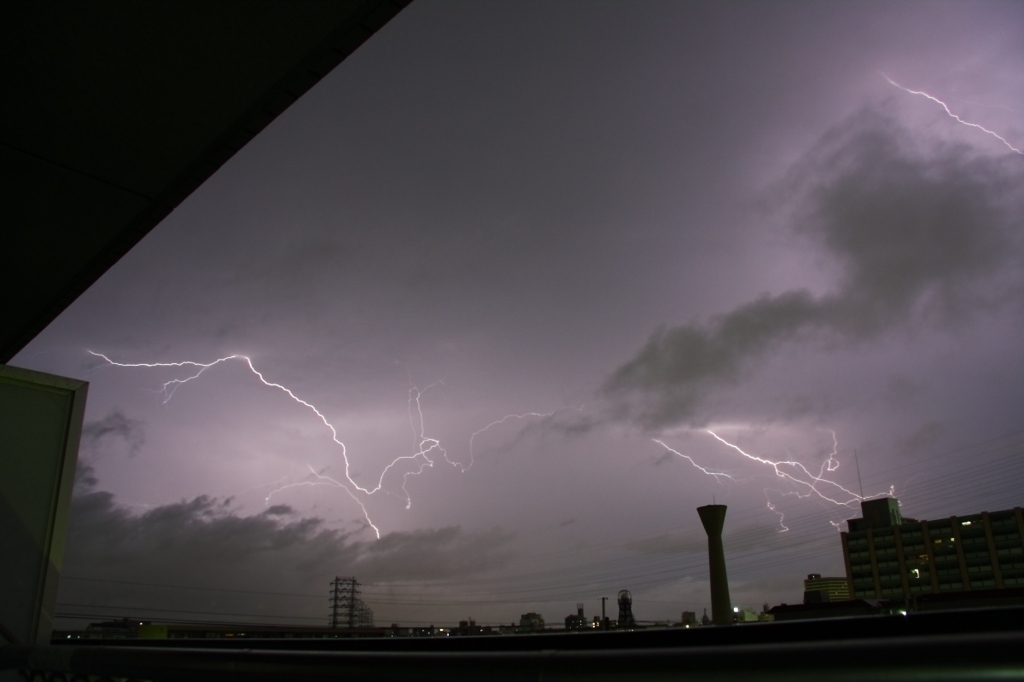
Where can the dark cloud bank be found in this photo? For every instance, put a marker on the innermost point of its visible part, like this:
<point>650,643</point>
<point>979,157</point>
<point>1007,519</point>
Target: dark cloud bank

- - -

Please turn every line of the records above into a JSON list of strings, one string per line. Leave out blank lines and the pictures.

▸ **IN RESPONSE**
[
  "Where can the dark cloud bank be found in this photo? For every instance, put a marker on the innermost point of its visible part, like this:",
  "<point>650,643</point>",
  "<point>979,157</point>",
  "<point>1007,519</point>",
  "Target: dark cloud bank"
]